REQUIREMENT A ::
Translate this sentence from the refrigerator post into Spanish: "Prior to doing this we checked the accuracy of that thermometer by placing its stem in a beaker full of ice cold water, ensuring it read close to 32 degrees."
REQUIREMENT B ::
List every distinct temperature value, in degrees, that the refrigerator post gives.

── TEXT

Something is telling the heaters to cycle on and off, but we haven't sat there all day watching the Kill-A-Watt meter to see if this happens at random intervals or on a regular cycle.

In summary:

1) The heaters are cycling on and off and maintain the refrigerator at a near constant 40 degrees whether during the day or at night

2) The eyebrow temperature display shows 32 degrees when in fact the actual temperature is 40 degrees

3) The thermistor's resistance is within spec

4) When the thermistor is immersed in ice cold water the eyebrow display shows 25 degrees

5) If the door has been open for a while, the eyebrow display shows a much higher temperature

All of this leads me to conclude that the refrigerator's controls falsely "think" the inside temperature is 32 degrees when in fact it is 40 degrees, and therefor the controls cycle the heaters on and off to maintain that temperature.

HarryB1
Explorer
Explorer
Thank you Old-Biscuit for providing the three corrections.

In reply to your comments:

a) The two outside fans seem to be working properly because they cycle on and off as the temperature of the condenser fins changes in response to the heaters turning on and off

b) My neighbor had borrowed a number of thermometers from other neighbors---at one time he had 5 different thermometers in there! I had him fill a small plastic bottle with water and poke a hole in the cap through which he inserted the shaft of a small stem thermometer, and this we placed on the top shelf of the refrigerator under the thermistor. Prior to doing this we checked the accuracy of that thermometer by placing its stem in a beaker full of ice cold water, ensuring it read close to 32 degrees.

────
── INFORMATION

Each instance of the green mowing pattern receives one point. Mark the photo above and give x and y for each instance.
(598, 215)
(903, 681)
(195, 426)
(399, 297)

────

TASK SOLUTION A ::
Antes de hacer esto, comprobamos la precisión de ese termómetro colocando su vástago en un vaso de precipitados lleno de agua helada, asegurándonos de que marcara cerca de 32 grados.

TASK SOLUTION B ::
40 degrees
32 degrees
25 degrees